§ **WHAT THE EXERCISE ASKS**
Repeat the rows below verbatim, covering the stretch from the line containing "of the evergreen" through the line containing "Target: forest", with both of those lines included.

(Dataset rows)
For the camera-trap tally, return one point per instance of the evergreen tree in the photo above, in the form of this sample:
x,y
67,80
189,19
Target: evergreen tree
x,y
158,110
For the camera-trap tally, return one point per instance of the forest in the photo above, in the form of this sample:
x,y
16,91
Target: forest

---

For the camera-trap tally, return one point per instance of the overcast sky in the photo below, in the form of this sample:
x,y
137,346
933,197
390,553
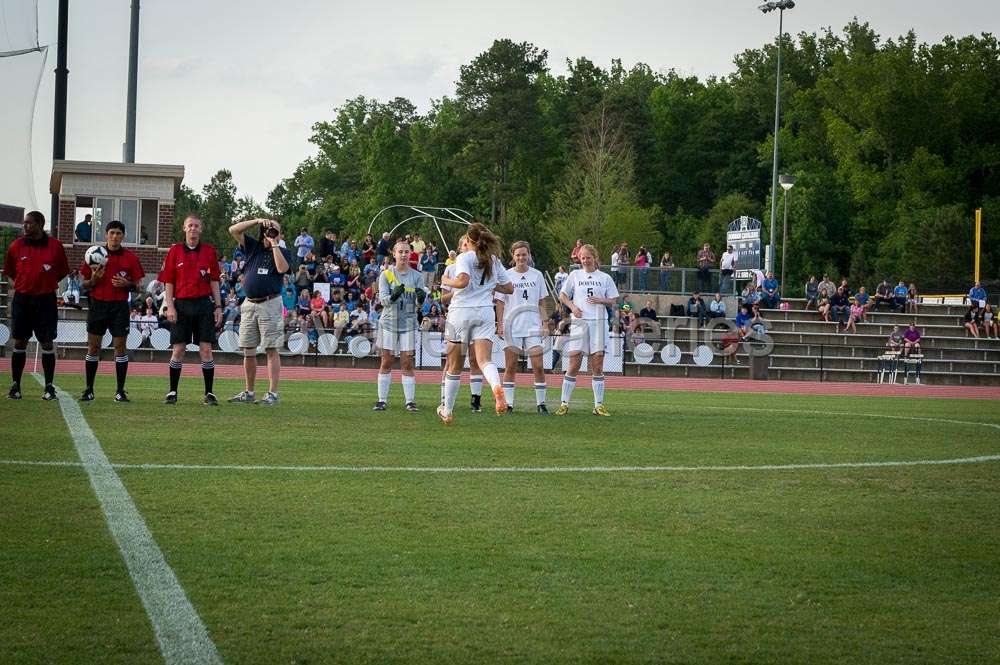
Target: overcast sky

§ **TASK RESULT**
For the camera-trap tally, return one point per instance of the evergreen tree in the photo above, in the form of this sample:
x,y
67,80
189,19
Target: evergreen tree
x,y
158,110
For the camera-trap tally, return one point per instance of the forest in the photo above, in the form of this sample:
x,y
16,91
Target: forest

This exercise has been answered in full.